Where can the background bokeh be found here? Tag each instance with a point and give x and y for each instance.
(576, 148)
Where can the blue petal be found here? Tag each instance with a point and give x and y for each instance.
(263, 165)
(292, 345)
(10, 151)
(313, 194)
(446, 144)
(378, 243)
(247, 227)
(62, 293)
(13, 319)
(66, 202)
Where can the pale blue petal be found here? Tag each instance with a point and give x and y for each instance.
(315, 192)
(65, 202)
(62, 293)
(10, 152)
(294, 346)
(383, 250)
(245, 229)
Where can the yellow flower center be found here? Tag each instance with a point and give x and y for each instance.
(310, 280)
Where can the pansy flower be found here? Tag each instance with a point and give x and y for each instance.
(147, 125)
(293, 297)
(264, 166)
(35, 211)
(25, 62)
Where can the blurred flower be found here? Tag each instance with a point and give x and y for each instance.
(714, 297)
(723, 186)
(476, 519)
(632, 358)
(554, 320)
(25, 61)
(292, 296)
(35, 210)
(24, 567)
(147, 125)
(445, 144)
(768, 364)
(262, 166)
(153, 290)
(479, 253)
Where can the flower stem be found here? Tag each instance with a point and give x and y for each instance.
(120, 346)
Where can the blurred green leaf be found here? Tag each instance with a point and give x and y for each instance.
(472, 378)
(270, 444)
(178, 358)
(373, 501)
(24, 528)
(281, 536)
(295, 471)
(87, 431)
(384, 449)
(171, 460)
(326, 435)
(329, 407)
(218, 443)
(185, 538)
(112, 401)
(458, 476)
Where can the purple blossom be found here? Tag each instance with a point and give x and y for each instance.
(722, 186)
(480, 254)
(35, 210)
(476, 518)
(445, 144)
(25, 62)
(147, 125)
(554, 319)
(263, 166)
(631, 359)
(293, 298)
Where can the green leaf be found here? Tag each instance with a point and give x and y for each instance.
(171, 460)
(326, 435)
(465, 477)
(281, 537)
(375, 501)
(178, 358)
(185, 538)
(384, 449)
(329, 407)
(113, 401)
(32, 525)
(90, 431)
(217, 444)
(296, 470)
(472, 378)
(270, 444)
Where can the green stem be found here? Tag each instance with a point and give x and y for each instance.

-.-.-

**Try it**: In full and without alteration, repeat the records.

**Answer space**:
Where can the background bokeh be found here? Tag each instance with a point and give x and y for each instance.
(576, 148)
Where can the blue petal be found here? Tag each instance with a point and give x and y for each instance.
(263, 165)
(292, 345)
(10, 151)
(313, 194)
(446, 144)
(378, 243)
(247, 227)
(62, 293)
(13, 319)
(66, 202)
Where can the pale blue petal be found here? Tag each instance with a point and give x and y for each instance.
(315, 192)
(65, 202)
(62, 293)
(10, 152)
(294, 346)
(383, 250)
(245, 229)
Where can the yellow flower center be found here? Tag each instance with a point and give x and y for each instance.
(310, 280)
Where can the pansy flower be found here? Tag each instance with a point and give x and y for each instance.
(147, 125)
(293, 297)
(264, 166)
(35, 211)
(25, 62)
Where can the blurred flower be found here? Tag each instance with a point and give x and y for each instance.
(714, 297)
(723, 186)
(476, 519)
(632, 358)
(554, 320)
(25, 61)
(292, 296)
(35, 210)
(24, 567)
(147, 125)
(445, 144)
(768, 364)
(262, 166)
(153, 290)
(479, 253)
Where can the flower stem be found here? Tag each instance with a point and give x and y for each instance.
(120, 346)
Where can the blurred green leaf be found here? Tag each instance with a point and give x and y for each instance.
(472, 378)
(270, 444)
(178, 358)
(373, 501)
(24, 528)
(281, 536)
(295, 471)
(87, 431)
(384, 449)
(171, 460)
(326, 435)
(329, 407)
(218, 443)
(185, 538)
(112, 401)
(458, 476)
Where can the purple blossom be found here? Tag each instance with a point and give x and y for each instance.
(722, 186)
(480, 254)
(35, 210)
(476, 518)
(445, 144)
(25, 62)
(147, 125)
(554, 319)
(263, 166)
(631, 359)
(293, 298)
Where can the green leaf be found here? Tag each instance with a point and give x and y for each instance.
(171, 460)
(326, 435)
(465, 477)
(281, 537)
(375, 501)
(178, 358)
(185, 538)
(384, 449)
(329, 407)
(113, 401)
(32, 525)
(90, 431)
(217, 444)
(296, 470)
(472, 378)
(270, 444)
Where can the green stem be found here? Tag each instance with a point and give x and y for each instance.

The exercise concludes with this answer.